Wypisz wszystkie wiersze z poniższych zapisów, w których występuje słowo „blue”.
---- Wyodrębnione informacje
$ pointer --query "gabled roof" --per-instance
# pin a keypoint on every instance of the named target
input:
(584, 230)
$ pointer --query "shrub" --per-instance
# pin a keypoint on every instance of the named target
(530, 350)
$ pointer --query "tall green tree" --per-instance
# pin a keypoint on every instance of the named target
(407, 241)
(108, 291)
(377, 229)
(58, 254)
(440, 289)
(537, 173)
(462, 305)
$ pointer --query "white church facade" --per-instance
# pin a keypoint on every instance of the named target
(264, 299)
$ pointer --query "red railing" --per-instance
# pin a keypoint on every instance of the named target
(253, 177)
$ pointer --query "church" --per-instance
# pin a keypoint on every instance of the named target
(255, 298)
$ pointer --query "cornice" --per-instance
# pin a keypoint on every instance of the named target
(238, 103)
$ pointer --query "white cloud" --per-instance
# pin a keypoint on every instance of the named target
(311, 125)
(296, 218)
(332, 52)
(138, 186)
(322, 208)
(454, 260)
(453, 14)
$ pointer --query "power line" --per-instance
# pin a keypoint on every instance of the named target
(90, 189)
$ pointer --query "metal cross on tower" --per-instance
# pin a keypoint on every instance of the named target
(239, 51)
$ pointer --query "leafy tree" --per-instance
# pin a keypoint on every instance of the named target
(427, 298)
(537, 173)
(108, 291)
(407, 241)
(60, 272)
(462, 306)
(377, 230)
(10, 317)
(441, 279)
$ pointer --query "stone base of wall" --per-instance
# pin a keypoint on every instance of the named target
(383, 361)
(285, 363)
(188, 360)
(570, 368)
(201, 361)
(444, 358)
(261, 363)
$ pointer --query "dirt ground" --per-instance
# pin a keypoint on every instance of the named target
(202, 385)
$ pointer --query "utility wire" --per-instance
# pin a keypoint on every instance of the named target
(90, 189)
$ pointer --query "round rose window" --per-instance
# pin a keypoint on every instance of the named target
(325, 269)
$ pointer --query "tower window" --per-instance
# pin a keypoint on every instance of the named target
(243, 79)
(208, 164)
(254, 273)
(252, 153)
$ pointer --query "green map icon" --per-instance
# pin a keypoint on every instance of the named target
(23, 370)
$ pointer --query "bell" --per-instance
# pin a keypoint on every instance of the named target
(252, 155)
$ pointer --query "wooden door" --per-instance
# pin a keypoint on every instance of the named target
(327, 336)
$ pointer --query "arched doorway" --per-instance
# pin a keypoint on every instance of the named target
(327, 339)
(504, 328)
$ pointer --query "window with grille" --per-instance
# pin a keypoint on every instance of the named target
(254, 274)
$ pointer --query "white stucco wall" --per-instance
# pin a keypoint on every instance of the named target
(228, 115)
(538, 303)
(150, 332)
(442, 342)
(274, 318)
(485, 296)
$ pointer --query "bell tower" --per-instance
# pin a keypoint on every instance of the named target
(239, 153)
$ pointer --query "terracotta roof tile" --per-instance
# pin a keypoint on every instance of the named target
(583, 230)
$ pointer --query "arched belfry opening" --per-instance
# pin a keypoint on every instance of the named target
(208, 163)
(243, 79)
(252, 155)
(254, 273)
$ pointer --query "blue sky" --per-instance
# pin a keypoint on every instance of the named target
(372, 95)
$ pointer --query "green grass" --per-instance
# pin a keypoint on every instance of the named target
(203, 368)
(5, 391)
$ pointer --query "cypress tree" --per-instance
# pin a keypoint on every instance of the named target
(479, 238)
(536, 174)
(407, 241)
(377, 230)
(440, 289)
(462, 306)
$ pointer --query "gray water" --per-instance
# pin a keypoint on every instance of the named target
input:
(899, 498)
--------
---- Wyodrębnione informacje
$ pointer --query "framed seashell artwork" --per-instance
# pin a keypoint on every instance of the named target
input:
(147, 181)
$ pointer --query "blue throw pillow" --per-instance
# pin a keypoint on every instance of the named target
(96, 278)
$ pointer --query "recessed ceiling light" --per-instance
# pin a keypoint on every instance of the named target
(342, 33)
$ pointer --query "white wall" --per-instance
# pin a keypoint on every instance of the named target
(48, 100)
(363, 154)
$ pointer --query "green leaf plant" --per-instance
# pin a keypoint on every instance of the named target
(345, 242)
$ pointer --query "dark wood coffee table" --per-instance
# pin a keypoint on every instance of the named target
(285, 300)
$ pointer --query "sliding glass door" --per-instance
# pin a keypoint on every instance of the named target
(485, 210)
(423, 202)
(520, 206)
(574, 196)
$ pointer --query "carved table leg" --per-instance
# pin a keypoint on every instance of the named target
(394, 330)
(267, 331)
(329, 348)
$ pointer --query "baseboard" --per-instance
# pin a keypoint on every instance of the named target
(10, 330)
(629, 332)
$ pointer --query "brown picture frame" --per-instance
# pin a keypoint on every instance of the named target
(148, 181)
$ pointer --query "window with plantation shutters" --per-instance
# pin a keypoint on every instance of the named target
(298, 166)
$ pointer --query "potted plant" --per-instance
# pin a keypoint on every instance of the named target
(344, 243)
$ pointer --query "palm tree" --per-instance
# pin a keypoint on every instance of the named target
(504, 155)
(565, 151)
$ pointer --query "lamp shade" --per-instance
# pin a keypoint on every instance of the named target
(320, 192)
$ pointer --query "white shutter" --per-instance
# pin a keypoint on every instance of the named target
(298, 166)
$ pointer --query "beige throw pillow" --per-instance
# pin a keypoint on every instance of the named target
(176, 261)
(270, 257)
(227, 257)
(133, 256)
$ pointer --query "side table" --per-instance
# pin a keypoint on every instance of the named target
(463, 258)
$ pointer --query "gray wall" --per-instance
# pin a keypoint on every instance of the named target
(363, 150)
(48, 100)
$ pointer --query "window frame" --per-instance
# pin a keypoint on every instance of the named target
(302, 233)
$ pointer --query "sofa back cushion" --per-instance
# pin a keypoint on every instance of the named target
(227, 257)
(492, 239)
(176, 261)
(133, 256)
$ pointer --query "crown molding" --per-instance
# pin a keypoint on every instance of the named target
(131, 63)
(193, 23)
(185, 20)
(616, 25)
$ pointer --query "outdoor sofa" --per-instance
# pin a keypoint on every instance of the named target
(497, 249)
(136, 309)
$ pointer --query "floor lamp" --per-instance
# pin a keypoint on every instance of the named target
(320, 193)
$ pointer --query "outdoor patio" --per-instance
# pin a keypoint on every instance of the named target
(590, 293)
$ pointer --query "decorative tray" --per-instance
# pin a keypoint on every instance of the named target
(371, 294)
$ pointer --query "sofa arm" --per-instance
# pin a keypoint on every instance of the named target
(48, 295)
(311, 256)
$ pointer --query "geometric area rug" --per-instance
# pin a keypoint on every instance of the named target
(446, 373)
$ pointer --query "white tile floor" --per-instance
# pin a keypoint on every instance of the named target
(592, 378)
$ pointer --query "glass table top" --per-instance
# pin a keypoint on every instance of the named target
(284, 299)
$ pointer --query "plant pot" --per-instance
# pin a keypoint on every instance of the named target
--------
» **Rozwiązanie zadania**:
$ pointer --query "blue sky" --per-instance
$ pointer --query "blue throw pillow" --per-instance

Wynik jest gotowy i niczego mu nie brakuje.